▶ СТАТЬЯ
У Франции было достаточно вооружения и боеприпасов для защиты опорных пунктов. Зенитная артиллерия могла охранять заводы Рено, и они продолжали бы выпуск военного снаряжения. Американские самолеты уже поступали во Францию в большом количестве, и Америка ускорила бы отправку новых. Она посылала бы также другие предметы вооружения и боеприпасы, если бы только знала, что Франция воспрянула духом, что она вновь обрела инстинкт самосохранения и полна решимости бороться до конца. Франция знает, что такое всенародное ополчение; это – одна из ее революционных традиций. Но к народу не обращались. Солдатам приказывали, а гражданскому населению даже ничего и не приказывали, кроме того, чтобы оно в определенные дни недели не ело мяса и не пило спиртных напитков. И только. На людей не смотрели как на разумные существа. К несчастью, у Франции были руководители, которые боялись народного движения больше, чем победы Гитлера. Такие люди, как Вейган, Петэн и многие другие министры, были одержимы страхом перед коммунистическим восстанием. Правительство не хотело, чтобы рабочие завода Рено и вообще граждане Парижа сражались с противником. Оно даже отдало полиции распоряжение расстреливать их, если они сделают хоть малейшую попытку организовать оборону столицы.
Большое давление на правительство оказывали крупные собственники, которые дрожали при одной мысли о том, что Париж подвергнется бомбардировке и их прекрасные дома, фабрики и заводы могут быть разрушены. Нельзя, конечно, говорить, будто Франция навеки потеряла всякую жизнеспособность, а французы – упадочная, «конченная» нация, как уверяли немцы и итальянцы. Рядовые французы – и в рядах армии, и в рядах народа – не разложились изнутри, но политическая система была гнилая, и она за редким исключением давала стране правителей, не способных вести за собой великую нацию. При хорошем руководстве Франция проявила бы такую же жизнеспособность, как и в прошлые времена, когда ей грозила беда. Французский индивидуализм, который дает себя знать на каждом шагу, сыграл с нацией плохую шутку; она слишком долго терпела никуда негодную политическую систему, а когда враг уже стоял у ворот, у народа была отрезана возможность восстать против своих руководителей. Пять миллионов французов были мобилизованы и превратились в пленников французского генерального штаба, а население держала в полном неведении жестокая цензура.

▶ ИСХОДНЫЕ ДАННЫЕ

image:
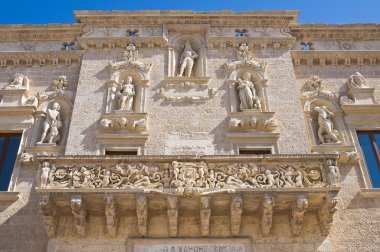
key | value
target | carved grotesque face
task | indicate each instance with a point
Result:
(128, 80)
(246, 76)
(55, 106)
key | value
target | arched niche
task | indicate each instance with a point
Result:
(65, 112)
(139, 80)
(311, 116)
(198, 44)
(259, 81)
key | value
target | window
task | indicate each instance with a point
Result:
(252, 151)
(370, 144)
(9, 145)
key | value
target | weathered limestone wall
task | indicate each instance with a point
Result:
(184, 127)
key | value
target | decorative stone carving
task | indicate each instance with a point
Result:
(315, 88)
(26, 157)
(126, 95)
(78, 209)
(326, 131)
(357, 81)
(348, 157)
(19, 82)
(187, 59)
(333, 174)
(124, 123)
(185, 177)
(111, 215)
(45, 170)
(48, 211)
(326, 213)
(142, 215)
(236, 211)
(259, 123)
(173, 215)
(247, 93)
(297, 214)
(266, 214)
(51, 125)
(205, 215)
(130, 60)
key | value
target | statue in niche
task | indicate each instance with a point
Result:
(127, 93)
(247, 93)
(187, 60)
(326, 131)
(51, 125)
(357, 81)
(19, 82)
(243, 52)
(131, 53)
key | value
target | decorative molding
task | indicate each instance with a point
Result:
(205, 213)
(172, 202)
(217, 18)
(65, 32)
(142, 215)
(236, 212)
(41, 58)
(335, 58)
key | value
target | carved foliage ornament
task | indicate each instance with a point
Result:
(184, 177)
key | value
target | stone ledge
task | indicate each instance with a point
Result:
(370, 193)
(9, 196)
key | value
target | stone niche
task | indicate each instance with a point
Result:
(324, 118)
(124, 121)
(251, 123)
(186, 79)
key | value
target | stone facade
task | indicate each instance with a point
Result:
(255, 82)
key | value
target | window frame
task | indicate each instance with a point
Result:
(16, 166)
(375, 150)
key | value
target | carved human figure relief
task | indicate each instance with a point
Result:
(357, 81)
(51, 125)
(188, 57)
(297, 215)
(19, 81)
(326, 131)
(45, 169)
(333, 174)
(126, 95)
(247, 93)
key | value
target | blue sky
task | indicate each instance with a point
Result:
(312, 11)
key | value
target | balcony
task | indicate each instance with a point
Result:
(180, 186)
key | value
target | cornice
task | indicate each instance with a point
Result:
(144, 18)
(345, 58)
(310, 32)
(40, 58)
(64, 32)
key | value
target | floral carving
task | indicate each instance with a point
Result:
(184, 177)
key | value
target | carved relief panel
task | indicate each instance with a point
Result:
(124, 120)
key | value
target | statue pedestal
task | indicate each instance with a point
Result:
(362, 95)
(13, 97)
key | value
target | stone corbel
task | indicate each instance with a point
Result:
(111, 215)
(236, 211)
(266, 215)
(326, 213)
(205, 215)
(173, 215)
(297, 214)
(48, 211)
(78, 208)
(142, 215)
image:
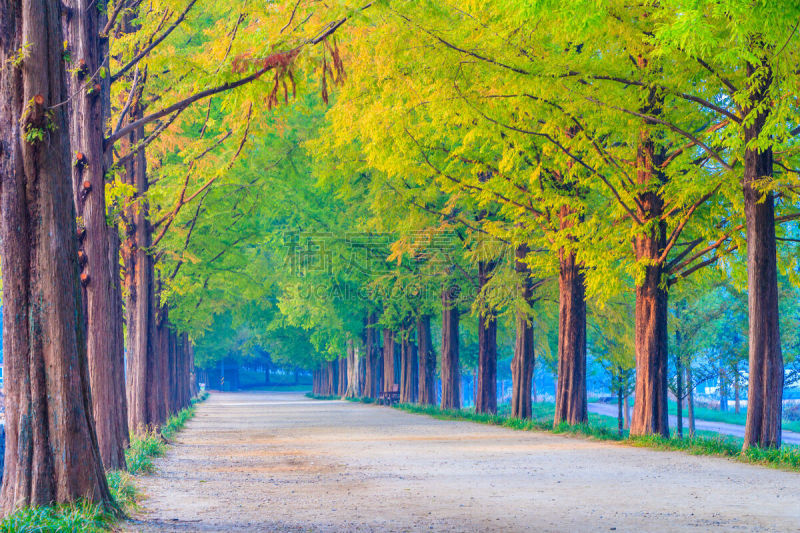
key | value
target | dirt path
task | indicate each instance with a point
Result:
(280, 462)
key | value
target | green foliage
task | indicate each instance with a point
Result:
(604, 428)
(79, 516)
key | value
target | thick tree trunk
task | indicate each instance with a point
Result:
(486, 386)
(451, 373)
(88, 109)
(628, 411)
(690, 399)
(140, 290)
(765, 389)
(650, 406)
(409, 377)
(353, 370)
(524, 357)
(371, 371)
(679, 395)
(389, 377)
(571, 387)
(427, 362)
(51, 450)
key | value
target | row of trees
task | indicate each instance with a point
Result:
(96, 106)
(488, 160)
(616, 159)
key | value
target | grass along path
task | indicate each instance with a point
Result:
(603, 427)
(270, 461)
(90, 518)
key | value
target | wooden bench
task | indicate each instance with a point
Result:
(390, 397)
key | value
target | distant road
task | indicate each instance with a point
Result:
(736, 430)
(280, 462)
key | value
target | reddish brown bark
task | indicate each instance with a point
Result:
(451, 373)
(140, 291)
(331, 378)
(409, 376)
(371, 371)
(427, 362)
(650, 407)
(571, 386)
(486, 390)
(389, 377)
(523, 362)
(341, 388)
(766, 373)
(88, 108)
(51, 450)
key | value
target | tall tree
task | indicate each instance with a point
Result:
(88, 86)
(51, 452)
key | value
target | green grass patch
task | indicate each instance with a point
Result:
(91, 518)
(321, 397)
(606, 428)
(728, 417)
(79, 516)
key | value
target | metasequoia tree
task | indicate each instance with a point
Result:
(52, 454)
(88, 105)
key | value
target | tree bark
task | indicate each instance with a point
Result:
(765, 388)
(486, 387)
(571, 388)
(88, 109)
(371, 371)
(353, 370)
(341, 388)
(409, 377)
(389, 378)
(690, 399)
(650, 405)
(524, 357)
(140, 289)
(51, 449)
(451, 373)
(427, 362)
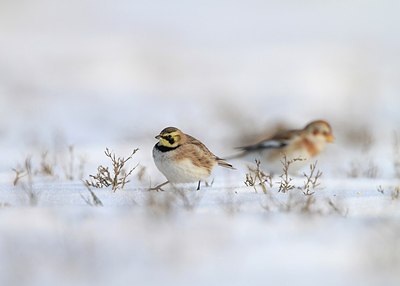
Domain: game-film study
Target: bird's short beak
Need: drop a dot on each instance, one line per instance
(330, 138)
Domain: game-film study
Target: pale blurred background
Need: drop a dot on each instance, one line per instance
(101, 71)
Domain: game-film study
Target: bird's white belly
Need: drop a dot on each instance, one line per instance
(182, 171)
(274, 164)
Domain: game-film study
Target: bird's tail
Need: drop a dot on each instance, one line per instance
(223, 163)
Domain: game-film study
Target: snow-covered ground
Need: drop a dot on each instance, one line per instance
(97, 74)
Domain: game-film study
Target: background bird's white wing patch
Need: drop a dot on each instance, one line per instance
(267, 144)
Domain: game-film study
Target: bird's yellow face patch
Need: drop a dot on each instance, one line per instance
(169, 139)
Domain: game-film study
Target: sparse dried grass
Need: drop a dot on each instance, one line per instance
(117, 178)
(258, 178)
(293, 197)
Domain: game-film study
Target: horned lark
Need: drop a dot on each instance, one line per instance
(302, 144)
(183, 159)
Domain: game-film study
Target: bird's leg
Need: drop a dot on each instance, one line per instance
(158, 188)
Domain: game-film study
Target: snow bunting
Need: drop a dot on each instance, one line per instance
(183, 159)
(295, 144)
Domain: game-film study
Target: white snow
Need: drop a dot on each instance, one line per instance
(97, 74)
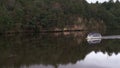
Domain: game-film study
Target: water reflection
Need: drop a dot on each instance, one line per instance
(50, 50)
(94, 38)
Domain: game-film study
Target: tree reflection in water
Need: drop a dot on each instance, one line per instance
(49, 49)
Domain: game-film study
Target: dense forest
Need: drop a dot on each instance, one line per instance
(37, 15)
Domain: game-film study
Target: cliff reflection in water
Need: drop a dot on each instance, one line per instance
(49, 49)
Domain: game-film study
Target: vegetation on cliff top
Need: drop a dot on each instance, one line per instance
(36, 15)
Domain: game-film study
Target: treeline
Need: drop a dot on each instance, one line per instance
(36, 15)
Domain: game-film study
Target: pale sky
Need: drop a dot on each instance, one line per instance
(93, 1)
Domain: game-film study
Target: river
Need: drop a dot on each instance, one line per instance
(58, 50)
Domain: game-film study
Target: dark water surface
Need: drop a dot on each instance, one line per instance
(58, 50)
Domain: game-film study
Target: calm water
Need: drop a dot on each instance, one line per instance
(58, 50)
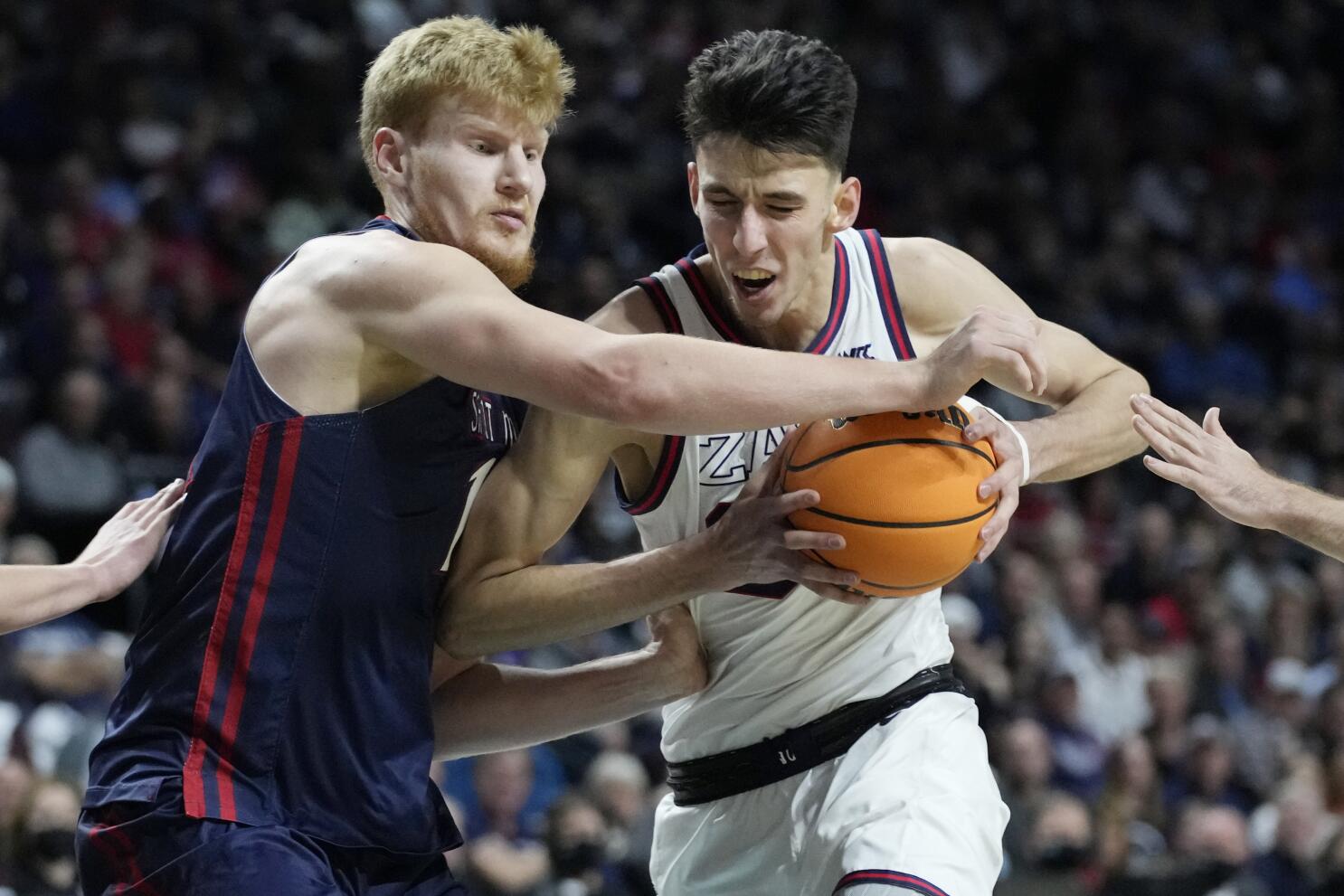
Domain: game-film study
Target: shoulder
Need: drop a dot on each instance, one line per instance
(940, 285)
(630, 312)
(350, 268)
(923, 257)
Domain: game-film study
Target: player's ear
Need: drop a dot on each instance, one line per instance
(390, 156)
(844, 207)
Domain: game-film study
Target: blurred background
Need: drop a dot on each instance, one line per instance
(1161, 689)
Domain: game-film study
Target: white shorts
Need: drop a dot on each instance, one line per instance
(913, 804)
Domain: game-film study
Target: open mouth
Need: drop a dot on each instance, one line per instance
(752, 281)
(511, 219)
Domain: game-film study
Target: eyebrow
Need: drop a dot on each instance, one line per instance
(779, 195)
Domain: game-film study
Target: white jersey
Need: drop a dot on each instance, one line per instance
(780, 655)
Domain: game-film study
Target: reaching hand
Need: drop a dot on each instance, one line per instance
(754, 542)
(675, 644)
(128, 542)
(1004, 481)
(1206, 461)
(989, 344)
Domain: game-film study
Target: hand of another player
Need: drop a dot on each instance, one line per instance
(754, 541)
(1004, 481)
(675, 646)
(989, 344)
(1206, 461)
(128, 542)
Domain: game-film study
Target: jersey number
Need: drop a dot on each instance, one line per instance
(478, 478)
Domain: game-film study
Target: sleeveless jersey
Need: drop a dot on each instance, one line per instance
(281, 668)
(780, 655)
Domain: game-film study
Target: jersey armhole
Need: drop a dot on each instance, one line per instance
(887, 298)
(664, 472)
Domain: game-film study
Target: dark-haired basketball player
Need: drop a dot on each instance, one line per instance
(274, 730)
(791, 773)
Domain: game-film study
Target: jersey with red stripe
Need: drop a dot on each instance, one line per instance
(281, 668)
(780, 655)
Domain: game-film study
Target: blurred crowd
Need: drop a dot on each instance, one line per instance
(1161, 689)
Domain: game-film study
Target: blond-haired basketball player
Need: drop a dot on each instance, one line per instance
(274, 730)
(831, 750)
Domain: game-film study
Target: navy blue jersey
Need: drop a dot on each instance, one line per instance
(281, 669)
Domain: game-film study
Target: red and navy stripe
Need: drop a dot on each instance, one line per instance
(888, 879)
(839, 303)
(724, 326)
(887, 297)
(118, 854)
(259, 536)
(663, 476)
(710, 307)
(672, 445)
(658, 295)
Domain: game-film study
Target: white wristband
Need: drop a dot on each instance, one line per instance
(970, 403)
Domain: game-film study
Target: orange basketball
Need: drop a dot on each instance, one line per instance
(901, 488)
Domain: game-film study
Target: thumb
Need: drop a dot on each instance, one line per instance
(1213, 425)
(771, 475)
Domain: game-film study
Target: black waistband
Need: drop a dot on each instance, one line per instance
(797, 750)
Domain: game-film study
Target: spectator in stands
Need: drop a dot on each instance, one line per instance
(1026, 768)
(504, 851)
(577, 843)
(1112, 679)
(71, 483)
(1058, 854)
(44, 841)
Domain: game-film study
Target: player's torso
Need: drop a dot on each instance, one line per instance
(293, 610)
(779, 655)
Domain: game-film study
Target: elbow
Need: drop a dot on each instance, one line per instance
(461, 633)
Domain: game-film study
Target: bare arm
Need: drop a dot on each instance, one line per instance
(486, 708)
(1087, 389)
(447, 313)
(500, 598)
(1208, 462)
(118, 555)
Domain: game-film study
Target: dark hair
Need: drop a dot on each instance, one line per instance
(776, 90)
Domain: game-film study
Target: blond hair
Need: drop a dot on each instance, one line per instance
(517, 68)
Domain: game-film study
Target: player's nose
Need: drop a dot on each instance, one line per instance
(749, 238)
(516, 174)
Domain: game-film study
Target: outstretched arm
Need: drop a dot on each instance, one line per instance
(1210, 464)
(481, 707)
(118, 555)
(500, 597)
(447, 313)
(1087, 389)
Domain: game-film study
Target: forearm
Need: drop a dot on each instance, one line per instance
(1089, 433)
(489, 708)
(690, 386)
(33, 594)
(1308, 516)
(546, 603)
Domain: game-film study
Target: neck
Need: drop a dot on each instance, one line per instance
(802, 320)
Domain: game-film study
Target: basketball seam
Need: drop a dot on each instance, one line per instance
(851, 448)
(879, 585)
(885, 524)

▶ ЦЕЛЬ ЗАДАНИЯ
Продолжите статью о Франции и её правителях сразу после её последнего предложения. Данные взяты из другого источника.

▶ ОЖИДАЕМЫЙ ОТВЕТ
Впрочем, вопрос о степени загнивания Франции чисто академический. Пока на этот счет сколько голов, столько и мнений, ибо положение очень запутанное и мы еще не знаем всех фактов. Только будущее расскажет нам правду. Но уже сейчас, по-моему, можно сказать, что девять десятых ответственности падает на тех, кто в решающий час правил Францией. Народ не понял своевременно, что эти люди неспособны привести его к победе. Правительство все время твердило, что оно будет бороться до конца. «Париж находится в состоянии обороны», – возвестило оно, а несколько дней спустя объявило его открытым городом. «Если понадобится, мы будем продолжать борьбу из Северной Африки», – торжественно заявили руководители Франции и вскоре же запросили Германию об условиях перемирия. «Мы не согласимся на позорные условия перемирия», – утверждали они, а сами дали Гитлеру картбланш. Они не только были неспособны вести народ, они обманывали его. Именно те, кто хотел организовать риомский процесс, должны сами сидеть на скамье подсудимых.
Глава XI
ЦЕНЗУРА
Тупое упрямство французской цензуры означало, что власти не верят в здравый смысл и хладнокровную выдержку французского народа. Это неверие в немалой доле ответственно за последующий хаос.
Даже виднейшим журналистам не разрешали высказывать общие соображения о характере и ходе войны; лишь иногда какая-нибудь статья случайно проскакивала через цензуру. Недовольство цензурой было всеобщим и нашло отражение даже в парламентских дебатах; Леон Блюм в блестящей речи бичевал чиновников отеля «Континенталь», где устроилось министерство информации.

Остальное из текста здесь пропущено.